**Direction**
Can you copy the lines from the line with "Question: For every instance of the barnacle in" up to and including the line with "[(232, 323), (121, 245)]", changing "ocean water" to "sea water" and leaving everything else as it is?

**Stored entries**
────────
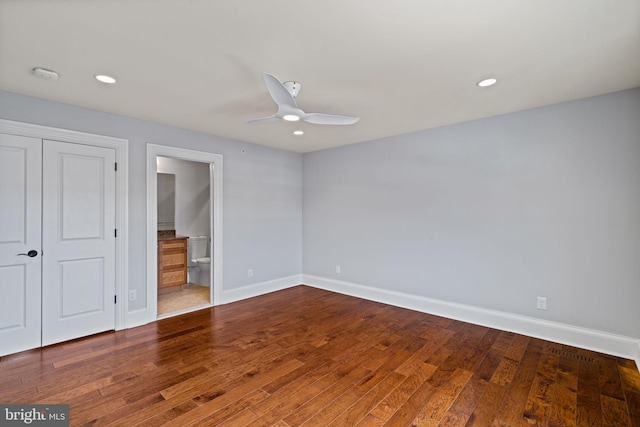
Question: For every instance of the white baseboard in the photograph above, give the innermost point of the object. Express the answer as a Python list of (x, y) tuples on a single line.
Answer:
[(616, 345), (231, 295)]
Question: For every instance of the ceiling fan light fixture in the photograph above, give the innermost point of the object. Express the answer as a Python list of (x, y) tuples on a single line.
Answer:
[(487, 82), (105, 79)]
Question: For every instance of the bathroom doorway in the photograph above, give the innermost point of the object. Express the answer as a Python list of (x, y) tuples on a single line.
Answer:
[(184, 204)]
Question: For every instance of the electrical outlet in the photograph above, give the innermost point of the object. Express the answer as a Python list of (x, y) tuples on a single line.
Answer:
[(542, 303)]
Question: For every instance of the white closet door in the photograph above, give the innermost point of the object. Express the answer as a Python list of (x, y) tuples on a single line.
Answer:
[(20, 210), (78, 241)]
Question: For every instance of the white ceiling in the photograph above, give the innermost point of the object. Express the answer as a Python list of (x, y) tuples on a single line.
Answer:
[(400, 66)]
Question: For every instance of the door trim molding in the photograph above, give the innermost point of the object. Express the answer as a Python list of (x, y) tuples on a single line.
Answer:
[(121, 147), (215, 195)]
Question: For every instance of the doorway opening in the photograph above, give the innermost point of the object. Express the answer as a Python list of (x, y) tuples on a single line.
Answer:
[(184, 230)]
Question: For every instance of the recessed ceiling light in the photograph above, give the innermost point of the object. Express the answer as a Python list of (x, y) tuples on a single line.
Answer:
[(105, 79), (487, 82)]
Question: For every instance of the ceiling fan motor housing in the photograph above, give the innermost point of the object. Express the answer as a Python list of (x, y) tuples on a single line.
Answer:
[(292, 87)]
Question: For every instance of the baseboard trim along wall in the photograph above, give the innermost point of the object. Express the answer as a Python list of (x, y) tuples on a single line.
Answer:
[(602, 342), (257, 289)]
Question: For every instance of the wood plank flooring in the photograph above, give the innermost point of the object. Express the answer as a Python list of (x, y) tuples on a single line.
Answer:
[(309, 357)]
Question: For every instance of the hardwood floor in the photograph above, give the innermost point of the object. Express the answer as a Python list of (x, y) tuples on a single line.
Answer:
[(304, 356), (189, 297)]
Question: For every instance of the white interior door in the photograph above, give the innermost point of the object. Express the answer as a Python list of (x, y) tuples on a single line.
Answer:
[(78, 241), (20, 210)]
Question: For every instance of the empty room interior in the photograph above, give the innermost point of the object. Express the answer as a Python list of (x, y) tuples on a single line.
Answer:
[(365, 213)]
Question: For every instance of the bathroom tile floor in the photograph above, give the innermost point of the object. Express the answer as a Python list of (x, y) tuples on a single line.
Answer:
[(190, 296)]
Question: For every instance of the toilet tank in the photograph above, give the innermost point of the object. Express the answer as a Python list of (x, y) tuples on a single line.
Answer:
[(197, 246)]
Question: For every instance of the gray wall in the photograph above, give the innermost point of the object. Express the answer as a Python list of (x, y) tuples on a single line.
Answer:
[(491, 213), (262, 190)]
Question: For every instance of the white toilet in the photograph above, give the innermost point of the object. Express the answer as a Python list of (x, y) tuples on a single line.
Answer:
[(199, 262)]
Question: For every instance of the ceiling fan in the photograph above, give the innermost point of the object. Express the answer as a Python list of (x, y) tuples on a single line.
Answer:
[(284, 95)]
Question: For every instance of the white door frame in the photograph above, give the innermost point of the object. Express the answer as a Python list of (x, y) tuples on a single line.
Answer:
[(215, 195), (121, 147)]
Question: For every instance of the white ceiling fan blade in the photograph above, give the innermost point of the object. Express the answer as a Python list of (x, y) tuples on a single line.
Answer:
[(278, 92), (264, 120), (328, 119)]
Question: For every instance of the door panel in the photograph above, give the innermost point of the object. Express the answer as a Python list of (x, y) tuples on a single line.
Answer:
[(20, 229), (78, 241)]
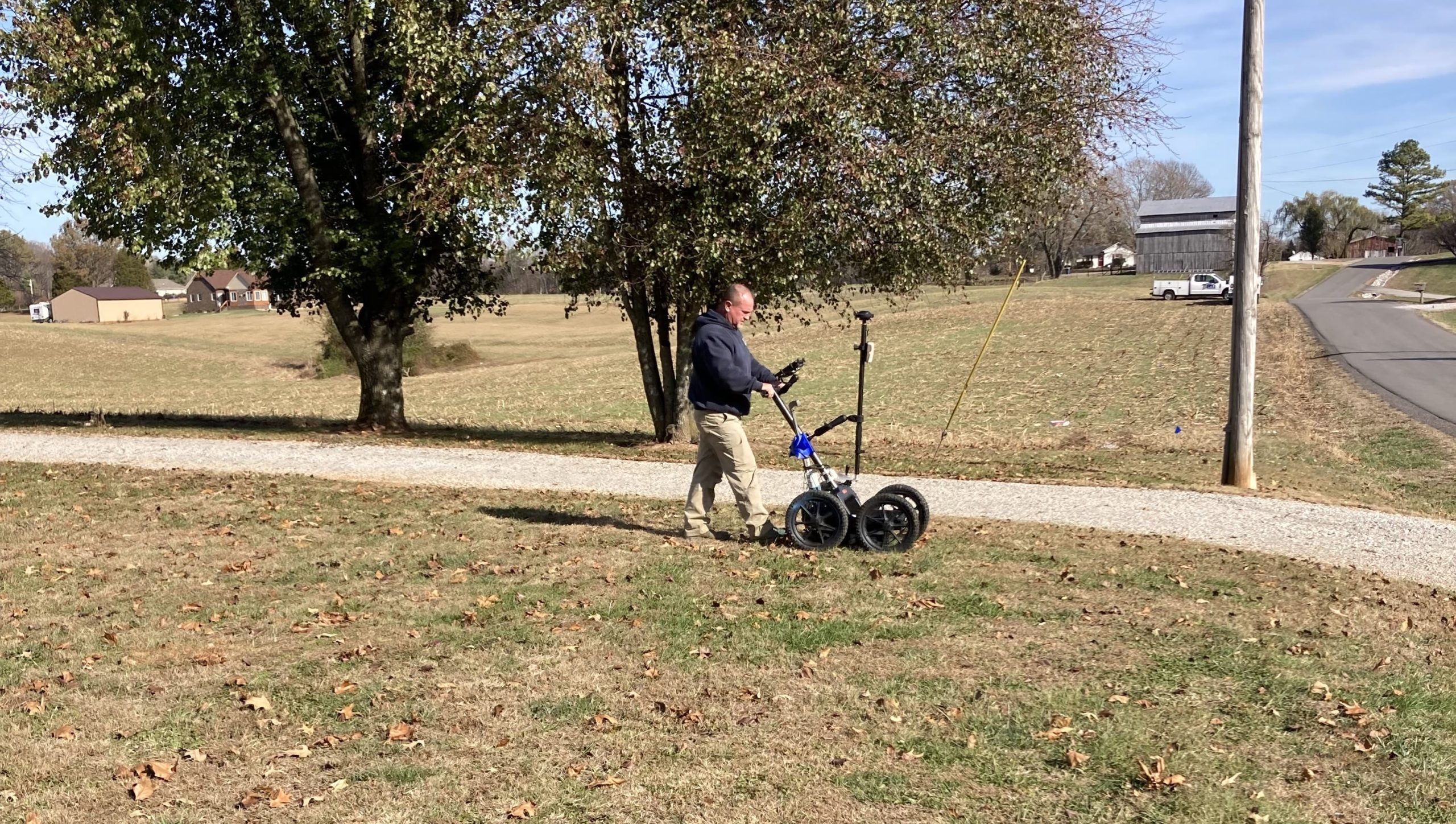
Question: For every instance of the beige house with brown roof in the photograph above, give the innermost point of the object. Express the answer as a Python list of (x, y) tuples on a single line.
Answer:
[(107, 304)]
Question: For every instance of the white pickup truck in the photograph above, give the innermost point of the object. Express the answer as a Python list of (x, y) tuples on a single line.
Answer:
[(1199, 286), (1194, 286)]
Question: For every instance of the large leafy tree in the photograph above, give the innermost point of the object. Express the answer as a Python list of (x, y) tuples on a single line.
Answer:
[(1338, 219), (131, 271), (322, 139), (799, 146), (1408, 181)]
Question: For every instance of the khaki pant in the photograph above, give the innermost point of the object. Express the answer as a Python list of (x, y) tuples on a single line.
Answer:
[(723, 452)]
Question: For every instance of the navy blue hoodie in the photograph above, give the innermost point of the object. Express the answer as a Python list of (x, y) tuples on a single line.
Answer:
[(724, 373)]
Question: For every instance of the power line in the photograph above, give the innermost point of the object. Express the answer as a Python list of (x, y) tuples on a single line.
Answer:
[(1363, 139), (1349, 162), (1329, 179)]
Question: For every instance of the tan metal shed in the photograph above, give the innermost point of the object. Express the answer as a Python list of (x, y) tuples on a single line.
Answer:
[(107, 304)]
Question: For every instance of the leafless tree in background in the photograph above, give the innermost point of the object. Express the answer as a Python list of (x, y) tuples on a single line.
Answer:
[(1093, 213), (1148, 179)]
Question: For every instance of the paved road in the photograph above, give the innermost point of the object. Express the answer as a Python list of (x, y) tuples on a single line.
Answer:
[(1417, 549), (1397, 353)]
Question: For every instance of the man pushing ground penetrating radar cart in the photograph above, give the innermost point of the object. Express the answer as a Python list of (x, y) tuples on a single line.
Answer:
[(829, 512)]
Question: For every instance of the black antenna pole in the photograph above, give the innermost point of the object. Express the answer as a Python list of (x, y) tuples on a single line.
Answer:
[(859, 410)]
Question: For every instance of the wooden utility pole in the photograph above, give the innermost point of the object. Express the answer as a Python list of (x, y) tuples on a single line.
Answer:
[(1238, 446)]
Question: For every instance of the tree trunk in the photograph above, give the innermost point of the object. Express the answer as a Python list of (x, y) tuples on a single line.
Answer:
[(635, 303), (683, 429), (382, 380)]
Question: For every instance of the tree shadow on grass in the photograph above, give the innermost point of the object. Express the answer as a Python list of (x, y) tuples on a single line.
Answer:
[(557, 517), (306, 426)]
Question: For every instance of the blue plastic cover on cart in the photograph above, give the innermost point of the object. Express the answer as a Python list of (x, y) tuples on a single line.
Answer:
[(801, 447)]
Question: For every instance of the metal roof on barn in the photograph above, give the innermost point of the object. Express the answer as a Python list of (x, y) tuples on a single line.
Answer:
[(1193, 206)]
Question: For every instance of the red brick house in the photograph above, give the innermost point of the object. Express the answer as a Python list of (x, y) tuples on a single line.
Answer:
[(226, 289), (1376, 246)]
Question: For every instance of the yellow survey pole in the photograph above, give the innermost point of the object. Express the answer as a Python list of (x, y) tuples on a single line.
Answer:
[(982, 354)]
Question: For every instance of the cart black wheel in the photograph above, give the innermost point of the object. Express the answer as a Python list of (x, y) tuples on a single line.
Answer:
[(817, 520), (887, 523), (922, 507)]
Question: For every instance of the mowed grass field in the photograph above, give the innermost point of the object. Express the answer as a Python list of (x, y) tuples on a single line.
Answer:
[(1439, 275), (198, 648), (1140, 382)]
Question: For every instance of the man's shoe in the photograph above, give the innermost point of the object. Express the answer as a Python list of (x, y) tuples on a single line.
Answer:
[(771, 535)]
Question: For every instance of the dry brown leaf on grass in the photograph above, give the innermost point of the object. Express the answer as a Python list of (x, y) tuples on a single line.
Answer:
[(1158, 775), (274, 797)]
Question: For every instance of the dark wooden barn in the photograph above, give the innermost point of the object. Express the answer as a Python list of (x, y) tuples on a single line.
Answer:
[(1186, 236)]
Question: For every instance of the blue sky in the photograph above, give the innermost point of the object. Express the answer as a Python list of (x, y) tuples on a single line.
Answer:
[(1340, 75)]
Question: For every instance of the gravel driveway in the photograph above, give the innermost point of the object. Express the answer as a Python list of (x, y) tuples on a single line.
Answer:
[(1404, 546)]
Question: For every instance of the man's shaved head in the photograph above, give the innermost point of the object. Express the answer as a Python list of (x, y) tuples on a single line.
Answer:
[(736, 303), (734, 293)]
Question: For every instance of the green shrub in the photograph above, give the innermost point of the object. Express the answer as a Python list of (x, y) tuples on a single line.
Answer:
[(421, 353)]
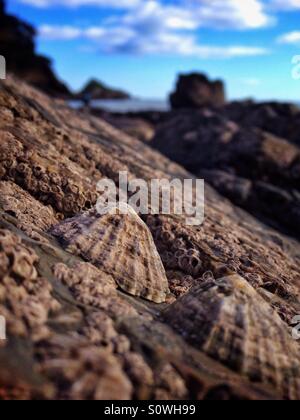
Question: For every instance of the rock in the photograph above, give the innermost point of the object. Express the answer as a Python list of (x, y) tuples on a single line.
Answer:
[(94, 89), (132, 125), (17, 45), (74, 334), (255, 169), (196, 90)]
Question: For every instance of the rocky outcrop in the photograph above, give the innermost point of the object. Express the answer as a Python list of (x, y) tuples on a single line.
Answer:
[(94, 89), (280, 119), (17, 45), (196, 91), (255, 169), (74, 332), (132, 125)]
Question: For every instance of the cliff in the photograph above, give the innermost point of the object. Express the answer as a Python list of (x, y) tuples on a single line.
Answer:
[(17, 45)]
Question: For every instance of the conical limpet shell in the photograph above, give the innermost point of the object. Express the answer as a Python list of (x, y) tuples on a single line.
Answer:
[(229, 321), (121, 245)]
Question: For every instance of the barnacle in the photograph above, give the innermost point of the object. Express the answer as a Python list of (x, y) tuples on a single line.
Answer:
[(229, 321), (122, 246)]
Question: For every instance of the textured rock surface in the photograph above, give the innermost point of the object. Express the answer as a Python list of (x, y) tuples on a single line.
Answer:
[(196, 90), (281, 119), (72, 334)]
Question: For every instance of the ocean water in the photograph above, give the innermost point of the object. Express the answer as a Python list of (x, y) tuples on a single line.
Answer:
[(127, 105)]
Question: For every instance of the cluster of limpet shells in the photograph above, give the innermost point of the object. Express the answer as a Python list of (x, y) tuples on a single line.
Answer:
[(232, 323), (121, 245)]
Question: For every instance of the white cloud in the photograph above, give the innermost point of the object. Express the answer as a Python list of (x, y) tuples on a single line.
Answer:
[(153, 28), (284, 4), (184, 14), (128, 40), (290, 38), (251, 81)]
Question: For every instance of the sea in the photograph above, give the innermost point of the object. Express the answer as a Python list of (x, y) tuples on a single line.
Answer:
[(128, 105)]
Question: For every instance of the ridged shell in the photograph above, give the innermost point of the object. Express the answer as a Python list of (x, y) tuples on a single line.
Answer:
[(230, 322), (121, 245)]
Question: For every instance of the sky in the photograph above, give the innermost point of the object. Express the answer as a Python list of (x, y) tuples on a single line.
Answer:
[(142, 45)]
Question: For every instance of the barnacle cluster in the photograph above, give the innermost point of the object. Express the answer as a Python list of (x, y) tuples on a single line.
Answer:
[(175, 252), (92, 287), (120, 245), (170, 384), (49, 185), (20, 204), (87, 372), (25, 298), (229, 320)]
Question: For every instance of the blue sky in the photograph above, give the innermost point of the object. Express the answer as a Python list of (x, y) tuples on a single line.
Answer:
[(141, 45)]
────────
**Result of the task**
Question: For every instance of the barnacle in the photograph above, give the innermost point of the object. Express the answer as a Python list of (x, y) tuples on a single line.
Answer:
[(229, 321), (122, 246)]
Question: For every instance of the textured rock surface in the photograph above, give the innermost point of the object. Express the answer as a Python list of (x, y) tuples on a single line.
Answer:
[(196, 90), (281, 119), (72, 334)]
Question: For every instance of the sea water in the photograph above, give the innermost point of the object. Express the answer as a Python list of (x, y) tuples on a single line.
Answer:
[(127, 105)]
Question: For every instance of the cluster of limpet shells in the photograph above, give the innermost point of the object. Express the answer as a Python list of (x, y) tuples on a single line.
Answer:
[(232, 323), (121, 245)]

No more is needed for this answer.